How do you address concerns that spirituality and Blessings might be seen as pseudoscience by some in the scientific community?
How do you address concerns that spirituality and Blessings might be seen as pseudoscience by some in the scientific community?
Skepticism can be addressed easily through scientific research in the form of miraculous outcomes, but stupidity cannot be addressed through any amount of effort.
Let us understand the difference.
A skeptic is someone who says: "Show me the evidence." This is a reasonable position. This is the position of a genuine scientist. And to this person, I say: here are 6,500+ experiments. Here are 680 publications. Here are measurable, repeatable, statistically significant changes in metals, ceramics, polymers, plants, microbes, and human health. Here is data. Take it. Test it. Verify it. That is what science is for.
But the people who call this pseudoscience are not skeptics. They are something far more dangerous — they are believers disguised as skeptics. They have already decided the answer before asking the question. Their position is not "Show me the evidence." Their position is "No evidence will ever be enough, because I have already decided what is true."
Consider the comedy of it. The same scientific community that accepted dark matter — which nobody has ever seen, touched, or measured directly — calls the Blessing pseudoscience. Dark matter constitutes 27% of the universe. Nobody knows what it is. Nobody can detect it. It has never been observed in any laboratory. But it is "science." Why? Because the equations don't work without it. The math demands something invisible, so we invent an invisible substance and call it science.
I have something better than equations that don't work. I have experiments that do work. Measurable outcomes. Repeatable results. Published data. Peer-reviewed studies. And yet, the Blessing is "pseudoscience" and dark matter is "physics."
The same community that accepted dark energy — which constitutes 68% of the universe, is completely invisible, has never been measured, and nobody understands — calls consciousness pseudoscience. At least I can demonstrate the effect of consciousness in a laboratory. Nobody has ever demonstrated the effect of dark energy in any experiment. It is inferred. It is assumed. It is believed.
Who is the pseudoscientist here?
When Ignaz Semmelweis discovered that washing hands before surgery reduced death rates by 90%, the medical community called him a fraud. They fired him. They committed him to an asylum. He died beaten in a mental institution. His crime? Suggesting that doctors were killing patients by not washing their hands. The scientific consensus was that hand-washing was nonsense. The consensus was wrong. Semmelweis was right. Thousands of people died because the experts were too proud to look at the evidence.
When Galileo said the Earth moves around the Sun, the authorities of his time refused to look through his telescope. They literally refused to look. It was easier to condemn the man than to examine the evidence.
Some things never change.
The people who call the Blessing pseudoscience are the spiritual descendants of those who refused to look through Galileo's telescope. They do not lack evidence. They lack the courage to examine it.
Hence, we are doing thousands of experiments through the most sophisticated technologies demonstrating miraculous outcomes, which is more than enough to address skepticism and the perception of pseudoscience.
As for stupidity — no amount of effort can address that. And I have no interest in trying.

• Source material:
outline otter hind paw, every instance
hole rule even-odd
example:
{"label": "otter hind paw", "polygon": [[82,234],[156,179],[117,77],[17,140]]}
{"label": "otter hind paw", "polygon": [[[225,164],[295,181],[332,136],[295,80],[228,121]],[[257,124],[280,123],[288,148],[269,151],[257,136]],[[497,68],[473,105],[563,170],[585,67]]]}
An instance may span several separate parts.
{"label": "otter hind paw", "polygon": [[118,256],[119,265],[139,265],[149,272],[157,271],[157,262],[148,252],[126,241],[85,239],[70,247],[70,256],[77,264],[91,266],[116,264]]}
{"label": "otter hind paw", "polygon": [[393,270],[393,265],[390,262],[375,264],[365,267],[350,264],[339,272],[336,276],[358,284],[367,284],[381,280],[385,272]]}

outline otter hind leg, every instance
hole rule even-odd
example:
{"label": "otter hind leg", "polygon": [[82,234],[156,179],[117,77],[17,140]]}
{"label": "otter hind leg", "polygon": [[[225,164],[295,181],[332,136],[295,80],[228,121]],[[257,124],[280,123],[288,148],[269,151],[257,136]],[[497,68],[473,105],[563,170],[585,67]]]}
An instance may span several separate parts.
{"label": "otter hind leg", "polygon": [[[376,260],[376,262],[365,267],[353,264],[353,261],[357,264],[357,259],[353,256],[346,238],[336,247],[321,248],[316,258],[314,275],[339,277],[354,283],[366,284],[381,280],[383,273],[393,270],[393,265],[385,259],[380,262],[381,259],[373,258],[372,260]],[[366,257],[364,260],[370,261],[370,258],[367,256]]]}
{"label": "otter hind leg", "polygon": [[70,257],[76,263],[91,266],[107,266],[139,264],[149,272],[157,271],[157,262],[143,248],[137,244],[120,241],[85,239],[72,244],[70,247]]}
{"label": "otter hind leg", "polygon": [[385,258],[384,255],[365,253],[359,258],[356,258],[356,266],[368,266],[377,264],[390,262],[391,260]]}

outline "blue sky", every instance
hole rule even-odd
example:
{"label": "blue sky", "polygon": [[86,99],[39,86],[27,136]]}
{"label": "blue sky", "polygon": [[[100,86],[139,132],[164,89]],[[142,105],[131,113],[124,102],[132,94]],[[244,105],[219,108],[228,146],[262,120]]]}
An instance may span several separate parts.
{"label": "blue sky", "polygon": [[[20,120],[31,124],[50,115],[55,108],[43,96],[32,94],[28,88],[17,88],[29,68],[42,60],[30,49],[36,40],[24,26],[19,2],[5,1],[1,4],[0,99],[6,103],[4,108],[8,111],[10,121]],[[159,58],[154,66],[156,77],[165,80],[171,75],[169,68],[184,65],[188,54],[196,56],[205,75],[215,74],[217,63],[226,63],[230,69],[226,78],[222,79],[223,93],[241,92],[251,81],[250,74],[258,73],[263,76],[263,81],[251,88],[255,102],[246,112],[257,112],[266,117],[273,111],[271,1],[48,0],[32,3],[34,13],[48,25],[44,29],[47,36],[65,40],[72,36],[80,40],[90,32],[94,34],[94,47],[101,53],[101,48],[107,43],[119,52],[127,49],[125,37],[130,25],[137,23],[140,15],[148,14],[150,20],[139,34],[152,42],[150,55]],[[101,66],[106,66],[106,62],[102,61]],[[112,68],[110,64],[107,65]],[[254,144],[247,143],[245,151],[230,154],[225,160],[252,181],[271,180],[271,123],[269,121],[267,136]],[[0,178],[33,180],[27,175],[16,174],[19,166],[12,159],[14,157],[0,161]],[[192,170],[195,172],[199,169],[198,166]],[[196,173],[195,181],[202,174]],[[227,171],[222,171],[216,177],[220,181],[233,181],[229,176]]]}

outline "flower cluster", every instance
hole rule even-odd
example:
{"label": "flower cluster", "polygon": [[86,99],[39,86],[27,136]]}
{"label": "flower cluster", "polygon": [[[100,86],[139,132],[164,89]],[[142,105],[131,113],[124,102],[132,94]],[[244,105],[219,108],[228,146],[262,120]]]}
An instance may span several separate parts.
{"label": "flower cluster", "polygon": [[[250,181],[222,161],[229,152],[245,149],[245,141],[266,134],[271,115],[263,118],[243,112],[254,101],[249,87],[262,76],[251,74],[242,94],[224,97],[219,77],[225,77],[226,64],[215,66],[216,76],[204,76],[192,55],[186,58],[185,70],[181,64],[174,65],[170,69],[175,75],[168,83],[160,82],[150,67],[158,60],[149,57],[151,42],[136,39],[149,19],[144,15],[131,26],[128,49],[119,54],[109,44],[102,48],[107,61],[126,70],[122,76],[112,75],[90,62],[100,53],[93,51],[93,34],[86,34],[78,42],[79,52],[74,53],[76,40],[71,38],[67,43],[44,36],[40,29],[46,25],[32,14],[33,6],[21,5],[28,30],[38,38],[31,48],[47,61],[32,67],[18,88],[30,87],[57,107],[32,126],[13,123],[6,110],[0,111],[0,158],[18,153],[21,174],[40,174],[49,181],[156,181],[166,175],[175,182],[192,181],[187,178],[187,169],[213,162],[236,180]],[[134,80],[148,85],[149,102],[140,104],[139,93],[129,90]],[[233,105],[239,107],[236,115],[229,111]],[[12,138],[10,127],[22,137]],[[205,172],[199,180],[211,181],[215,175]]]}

• Tasks:
1 – Please list every area in which the passage on pseudoscience says measurable changes have been shown.
2 – Answer these questions from the passage on pseudoscience, one answer per line and marked the same way:
(a) What share of the universe does it say dark matter makes up?
(b) By how much did hand-washing before surgery reduce death rates, according to the account of Semmelweis?
(c) How many experiments does it cite as evidence?

• Exercise responses:
1 – Metals, ceramics, polymers, plants, microbes, human health

2 –
(a) 27%
(b) 90%
(c) 6,500+